# Supplied records start

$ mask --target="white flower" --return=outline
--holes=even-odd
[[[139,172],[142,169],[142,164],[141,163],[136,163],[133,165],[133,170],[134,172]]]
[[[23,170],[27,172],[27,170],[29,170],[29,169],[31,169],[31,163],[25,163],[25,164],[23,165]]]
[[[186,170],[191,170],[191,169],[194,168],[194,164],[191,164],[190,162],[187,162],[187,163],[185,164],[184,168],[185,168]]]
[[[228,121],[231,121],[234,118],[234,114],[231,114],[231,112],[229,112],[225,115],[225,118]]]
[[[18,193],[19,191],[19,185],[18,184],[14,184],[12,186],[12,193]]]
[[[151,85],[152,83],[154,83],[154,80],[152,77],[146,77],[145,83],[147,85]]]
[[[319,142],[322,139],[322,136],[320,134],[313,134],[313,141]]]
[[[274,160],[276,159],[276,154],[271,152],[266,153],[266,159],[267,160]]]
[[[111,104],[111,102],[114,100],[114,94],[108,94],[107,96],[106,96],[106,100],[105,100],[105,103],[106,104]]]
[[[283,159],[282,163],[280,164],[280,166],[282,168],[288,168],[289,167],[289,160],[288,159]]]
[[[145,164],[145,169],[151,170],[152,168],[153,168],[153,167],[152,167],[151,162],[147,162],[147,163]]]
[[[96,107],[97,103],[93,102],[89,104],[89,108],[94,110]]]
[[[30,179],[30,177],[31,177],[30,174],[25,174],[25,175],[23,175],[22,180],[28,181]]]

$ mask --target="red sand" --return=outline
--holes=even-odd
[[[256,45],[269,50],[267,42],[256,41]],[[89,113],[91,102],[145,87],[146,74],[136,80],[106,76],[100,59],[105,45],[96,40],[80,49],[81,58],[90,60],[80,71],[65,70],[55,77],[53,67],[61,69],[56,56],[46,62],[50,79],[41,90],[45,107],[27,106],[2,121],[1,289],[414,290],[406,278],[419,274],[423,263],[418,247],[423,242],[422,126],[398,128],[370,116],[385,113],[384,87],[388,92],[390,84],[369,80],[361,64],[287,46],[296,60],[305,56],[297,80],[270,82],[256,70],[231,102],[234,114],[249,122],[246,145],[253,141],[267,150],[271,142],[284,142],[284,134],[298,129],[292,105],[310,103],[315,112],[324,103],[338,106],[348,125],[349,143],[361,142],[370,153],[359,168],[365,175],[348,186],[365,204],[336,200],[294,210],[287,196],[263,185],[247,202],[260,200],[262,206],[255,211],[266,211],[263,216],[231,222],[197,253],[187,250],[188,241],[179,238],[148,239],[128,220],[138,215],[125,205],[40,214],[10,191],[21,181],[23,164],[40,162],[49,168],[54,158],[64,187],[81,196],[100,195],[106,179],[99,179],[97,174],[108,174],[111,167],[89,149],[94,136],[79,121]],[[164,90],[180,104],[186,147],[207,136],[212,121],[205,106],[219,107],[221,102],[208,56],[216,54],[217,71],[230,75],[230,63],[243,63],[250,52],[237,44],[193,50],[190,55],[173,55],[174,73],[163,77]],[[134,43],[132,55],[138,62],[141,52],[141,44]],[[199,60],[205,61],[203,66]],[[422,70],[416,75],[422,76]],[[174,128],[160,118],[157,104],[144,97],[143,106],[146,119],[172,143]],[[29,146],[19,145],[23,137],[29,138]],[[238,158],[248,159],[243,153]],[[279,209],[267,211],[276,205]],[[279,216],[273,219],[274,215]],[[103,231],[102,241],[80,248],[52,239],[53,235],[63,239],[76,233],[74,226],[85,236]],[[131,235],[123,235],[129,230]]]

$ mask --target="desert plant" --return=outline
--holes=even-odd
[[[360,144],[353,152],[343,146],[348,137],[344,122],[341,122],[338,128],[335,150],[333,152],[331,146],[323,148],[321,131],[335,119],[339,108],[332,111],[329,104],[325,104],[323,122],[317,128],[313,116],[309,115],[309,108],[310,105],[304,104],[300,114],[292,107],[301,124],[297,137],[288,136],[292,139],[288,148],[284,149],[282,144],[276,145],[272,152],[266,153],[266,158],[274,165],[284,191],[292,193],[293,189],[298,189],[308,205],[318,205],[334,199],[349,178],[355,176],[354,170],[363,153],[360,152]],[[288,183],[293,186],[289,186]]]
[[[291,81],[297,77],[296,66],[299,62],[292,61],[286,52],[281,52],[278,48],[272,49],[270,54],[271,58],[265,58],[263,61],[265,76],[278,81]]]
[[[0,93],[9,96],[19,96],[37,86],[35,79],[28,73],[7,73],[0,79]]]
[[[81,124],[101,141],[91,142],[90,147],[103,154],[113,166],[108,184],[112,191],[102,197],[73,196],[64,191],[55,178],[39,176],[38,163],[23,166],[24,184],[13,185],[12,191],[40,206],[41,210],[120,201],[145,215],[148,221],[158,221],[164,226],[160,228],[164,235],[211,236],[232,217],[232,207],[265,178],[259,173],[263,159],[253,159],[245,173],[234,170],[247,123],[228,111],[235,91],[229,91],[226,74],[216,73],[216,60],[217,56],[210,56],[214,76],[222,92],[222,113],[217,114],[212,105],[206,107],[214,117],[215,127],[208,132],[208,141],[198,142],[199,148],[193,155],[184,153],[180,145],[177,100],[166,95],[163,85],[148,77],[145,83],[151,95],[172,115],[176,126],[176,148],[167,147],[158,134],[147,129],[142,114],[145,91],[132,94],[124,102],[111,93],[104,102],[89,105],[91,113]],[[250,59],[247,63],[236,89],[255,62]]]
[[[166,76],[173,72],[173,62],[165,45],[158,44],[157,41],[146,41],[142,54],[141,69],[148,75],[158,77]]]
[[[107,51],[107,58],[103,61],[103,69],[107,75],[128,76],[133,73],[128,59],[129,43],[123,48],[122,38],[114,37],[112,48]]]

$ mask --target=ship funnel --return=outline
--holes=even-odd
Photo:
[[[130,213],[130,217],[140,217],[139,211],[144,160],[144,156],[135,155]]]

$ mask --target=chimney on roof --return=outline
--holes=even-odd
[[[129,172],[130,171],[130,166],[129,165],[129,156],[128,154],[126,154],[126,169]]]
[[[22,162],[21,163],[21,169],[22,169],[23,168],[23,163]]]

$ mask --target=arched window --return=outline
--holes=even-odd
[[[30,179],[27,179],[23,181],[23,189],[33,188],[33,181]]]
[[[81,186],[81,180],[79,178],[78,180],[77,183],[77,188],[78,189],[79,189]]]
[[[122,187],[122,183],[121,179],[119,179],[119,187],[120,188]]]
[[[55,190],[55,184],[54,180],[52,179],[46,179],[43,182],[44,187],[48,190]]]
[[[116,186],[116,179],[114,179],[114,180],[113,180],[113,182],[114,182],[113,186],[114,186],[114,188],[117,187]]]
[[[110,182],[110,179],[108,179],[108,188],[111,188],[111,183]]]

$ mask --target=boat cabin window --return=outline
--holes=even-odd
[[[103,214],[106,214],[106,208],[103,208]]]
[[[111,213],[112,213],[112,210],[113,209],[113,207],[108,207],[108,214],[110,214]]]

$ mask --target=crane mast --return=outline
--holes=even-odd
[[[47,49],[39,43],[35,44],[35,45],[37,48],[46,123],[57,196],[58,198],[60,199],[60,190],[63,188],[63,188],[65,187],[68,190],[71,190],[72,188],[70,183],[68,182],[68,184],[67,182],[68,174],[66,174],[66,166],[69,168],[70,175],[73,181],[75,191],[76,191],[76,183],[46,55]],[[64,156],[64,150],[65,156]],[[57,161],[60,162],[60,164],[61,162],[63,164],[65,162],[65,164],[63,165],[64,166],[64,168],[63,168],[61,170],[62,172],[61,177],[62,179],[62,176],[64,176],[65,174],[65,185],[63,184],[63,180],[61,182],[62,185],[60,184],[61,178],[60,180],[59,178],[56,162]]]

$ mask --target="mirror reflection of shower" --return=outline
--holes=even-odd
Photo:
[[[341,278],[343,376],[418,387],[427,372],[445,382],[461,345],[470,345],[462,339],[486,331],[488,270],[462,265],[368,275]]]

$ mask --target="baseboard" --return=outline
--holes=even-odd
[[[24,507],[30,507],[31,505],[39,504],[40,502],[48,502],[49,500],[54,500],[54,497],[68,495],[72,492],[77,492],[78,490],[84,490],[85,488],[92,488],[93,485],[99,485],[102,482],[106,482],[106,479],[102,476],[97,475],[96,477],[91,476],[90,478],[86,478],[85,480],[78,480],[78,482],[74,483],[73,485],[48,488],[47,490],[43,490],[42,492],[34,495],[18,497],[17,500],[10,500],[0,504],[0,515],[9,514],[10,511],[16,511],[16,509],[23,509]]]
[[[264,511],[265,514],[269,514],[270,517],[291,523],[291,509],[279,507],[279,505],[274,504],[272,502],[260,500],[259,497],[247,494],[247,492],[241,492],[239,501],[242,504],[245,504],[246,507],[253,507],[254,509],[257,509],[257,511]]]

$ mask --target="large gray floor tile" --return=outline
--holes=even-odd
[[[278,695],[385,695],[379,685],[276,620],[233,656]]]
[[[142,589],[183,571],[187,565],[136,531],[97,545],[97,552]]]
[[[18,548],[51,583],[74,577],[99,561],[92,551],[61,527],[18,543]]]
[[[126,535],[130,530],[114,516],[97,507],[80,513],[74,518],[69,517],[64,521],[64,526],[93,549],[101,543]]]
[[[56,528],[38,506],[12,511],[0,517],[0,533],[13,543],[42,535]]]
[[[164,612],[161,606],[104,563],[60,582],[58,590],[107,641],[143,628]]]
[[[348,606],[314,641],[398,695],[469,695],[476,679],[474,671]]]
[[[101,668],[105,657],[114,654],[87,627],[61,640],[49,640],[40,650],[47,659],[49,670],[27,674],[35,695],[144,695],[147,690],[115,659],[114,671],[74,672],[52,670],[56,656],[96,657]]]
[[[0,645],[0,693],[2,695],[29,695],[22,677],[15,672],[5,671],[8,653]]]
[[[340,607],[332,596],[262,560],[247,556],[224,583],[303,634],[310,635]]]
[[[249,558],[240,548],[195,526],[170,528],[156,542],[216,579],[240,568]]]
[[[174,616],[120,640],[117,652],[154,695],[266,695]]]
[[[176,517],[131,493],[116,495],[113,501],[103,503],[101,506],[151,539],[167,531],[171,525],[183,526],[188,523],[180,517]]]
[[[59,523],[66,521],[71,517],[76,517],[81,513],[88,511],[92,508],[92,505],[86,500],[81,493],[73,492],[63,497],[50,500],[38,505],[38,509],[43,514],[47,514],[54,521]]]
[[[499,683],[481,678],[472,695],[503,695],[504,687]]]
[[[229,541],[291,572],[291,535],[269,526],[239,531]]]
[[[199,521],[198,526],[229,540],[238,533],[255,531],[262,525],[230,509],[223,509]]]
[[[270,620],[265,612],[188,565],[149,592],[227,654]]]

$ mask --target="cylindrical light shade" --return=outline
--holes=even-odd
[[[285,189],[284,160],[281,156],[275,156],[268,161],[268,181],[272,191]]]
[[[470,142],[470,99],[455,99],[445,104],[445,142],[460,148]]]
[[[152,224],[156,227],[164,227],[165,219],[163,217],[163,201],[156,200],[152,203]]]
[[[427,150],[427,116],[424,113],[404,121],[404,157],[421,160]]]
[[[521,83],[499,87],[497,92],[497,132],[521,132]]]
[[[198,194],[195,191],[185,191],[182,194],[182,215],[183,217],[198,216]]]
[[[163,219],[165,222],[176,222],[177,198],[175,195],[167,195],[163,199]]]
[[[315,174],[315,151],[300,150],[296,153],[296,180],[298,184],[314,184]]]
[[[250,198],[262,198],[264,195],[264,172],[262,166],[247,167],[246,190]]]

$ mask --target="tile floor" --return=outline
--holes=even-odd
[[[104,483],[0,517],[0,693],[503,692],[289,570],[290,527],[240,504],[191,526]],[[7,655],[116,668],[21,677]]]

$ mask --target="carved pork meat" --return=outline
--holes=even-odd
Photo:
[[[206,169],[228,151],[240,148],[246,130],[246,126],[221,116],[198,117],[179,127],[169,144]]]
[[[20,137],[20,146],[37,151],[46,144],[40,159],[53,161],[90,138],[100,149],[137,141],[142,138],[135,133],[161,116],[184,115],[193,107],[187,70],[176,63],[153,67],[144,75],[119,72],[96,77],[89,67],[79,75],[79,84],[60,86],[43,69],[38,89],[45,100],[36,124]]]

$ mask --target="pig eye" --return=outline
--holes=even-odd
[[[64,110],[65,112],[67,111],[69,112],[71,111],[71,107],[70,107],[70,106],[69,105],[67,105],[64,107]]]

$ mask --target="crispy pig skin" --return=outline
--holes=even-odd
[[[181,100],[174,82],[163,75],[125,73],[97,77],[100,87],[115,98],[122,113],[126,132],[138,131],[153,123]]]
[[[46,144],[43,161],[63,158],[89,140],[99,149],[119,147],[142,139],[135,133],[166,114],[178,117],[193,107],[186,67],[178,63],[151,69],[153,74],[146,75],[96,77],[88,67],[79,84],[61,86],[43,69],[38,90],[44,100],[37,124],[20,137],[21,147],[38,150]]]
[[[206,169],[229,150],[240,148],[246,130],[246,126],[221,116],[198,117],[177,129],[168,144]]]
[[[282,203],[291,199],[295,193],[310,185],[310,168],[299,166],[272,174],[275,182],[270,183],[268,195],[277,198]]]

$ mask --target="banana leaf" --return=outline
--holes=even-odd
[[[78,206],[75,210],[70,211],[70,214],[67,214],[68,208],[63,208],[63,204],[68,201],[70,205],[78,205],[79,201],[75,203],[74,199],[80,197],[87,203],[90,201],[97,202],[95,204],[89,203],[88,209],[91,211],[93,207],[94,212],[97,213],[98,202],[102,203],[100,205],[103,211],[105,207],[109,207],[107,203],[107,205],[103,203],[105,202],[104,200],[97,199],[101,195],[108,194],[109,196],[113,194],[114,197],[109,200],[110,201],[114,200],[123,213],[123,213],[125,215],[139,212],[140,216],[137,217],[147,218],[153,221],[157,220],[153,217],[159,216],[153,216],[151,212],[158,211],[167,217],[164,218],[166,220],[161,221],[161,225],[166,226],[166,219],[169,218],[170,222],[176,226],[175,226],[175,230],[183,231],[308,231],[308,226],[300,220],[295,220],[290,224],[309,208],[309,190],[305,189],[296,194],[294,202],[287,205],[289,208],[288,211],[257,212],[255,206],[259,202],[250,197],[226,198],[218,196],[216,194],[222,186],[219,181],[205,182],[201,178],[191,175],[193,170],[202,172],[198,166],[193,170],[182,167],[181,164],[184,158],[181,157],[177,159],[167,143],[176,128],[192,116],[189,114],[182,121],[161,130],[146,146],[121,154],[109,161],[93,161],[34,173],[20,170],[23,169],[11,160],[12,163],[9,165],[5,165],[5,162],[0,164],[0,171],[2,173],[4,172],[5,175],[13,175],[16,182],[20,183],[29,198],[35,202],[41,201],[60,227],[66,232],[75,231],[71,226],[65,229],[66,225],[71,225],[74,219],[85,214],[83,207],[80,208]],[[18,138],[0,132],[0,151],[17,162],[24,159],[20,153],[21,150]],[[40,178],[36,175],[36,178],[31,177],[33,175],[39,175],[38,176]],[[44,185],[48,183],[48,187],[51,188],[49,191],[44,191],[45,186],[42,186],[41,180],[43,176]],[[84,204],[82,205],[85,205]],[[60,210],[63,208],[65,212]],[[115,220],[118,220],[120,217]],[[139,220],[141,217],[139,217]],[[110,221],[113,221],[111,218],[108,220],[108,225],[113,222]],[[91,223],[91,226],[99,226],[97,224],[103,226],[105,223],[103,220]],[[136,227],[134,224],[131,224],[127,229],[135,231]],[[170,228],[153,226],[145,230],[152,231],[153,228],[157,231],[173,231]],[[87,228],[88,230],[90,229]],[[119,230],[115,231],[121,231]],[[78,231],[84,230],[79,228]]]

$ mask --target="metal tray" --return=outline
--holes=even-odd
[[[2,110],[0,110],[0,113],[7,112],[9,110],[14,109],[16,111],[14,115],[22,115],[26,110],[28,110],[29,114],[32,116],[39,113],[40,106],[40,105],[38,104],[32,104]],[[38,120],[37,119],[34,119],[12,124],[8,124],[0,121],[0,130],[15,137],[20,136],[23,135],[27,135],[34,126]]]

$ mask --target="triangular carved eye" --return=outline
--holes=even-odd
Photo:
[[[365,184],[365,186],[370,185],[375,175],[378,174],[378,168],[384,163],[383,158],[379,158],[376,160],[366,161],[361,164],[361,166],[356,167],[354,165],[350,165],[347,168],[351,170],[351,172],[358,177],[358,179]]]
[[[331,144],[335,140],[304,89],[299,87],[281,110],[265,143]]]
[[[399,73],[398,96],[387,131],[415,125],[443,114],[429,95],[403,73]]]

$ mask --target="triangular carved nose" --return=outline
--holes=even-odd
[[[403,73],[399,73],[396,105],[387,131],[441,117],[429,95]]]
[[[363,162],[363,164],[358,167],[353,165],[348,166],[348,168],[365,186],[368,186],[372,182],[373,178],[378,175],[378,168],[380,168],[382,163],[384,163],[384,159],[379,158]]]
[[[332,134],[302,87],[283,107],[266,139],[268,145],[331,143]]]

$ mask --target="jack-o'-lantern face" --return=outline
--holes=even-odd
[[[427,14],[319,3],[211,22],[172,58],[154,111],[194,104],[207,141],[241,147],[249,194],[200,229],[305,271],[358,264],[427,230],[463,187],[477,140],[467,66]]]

# Supplied records end

## Exercise requirements
Rewrite the material as a numbered list without blank lines, using only the lines from the one with "--target=arched window --return=outline" up to and including the one with "[[[110,182],[110,179],[108,179],[108,188],[111,188],[111,183]]]".

## Exercise answer
1. $ mask --target=arched window --return=outline
2. --holes=even-odd
3. [[[30,179],[27,179],[23,181],[23,189],[33,188],[33,181]]]
4. [[[81,186],[81,180],[79,178],[78,180],[77,183],[77,188],[78,189],[79,189]]]
5. [[[122,187],[122,183],[121,179],[119,179],[119,187],[120,188]]]
6. [[[55,190],[55,184],[54,180],[52,179],[46,179],[43,182],[44,187],[48,190]]]
7. [[[116,186],[116,179],[114,179],[114,180],[113,180],[113,182],[114,182],[113,186],[114,186],[114,188],[117,187]]]
8. [[[110,182],[110,179],[108,179],[108,188],[111,188],[111,183]]]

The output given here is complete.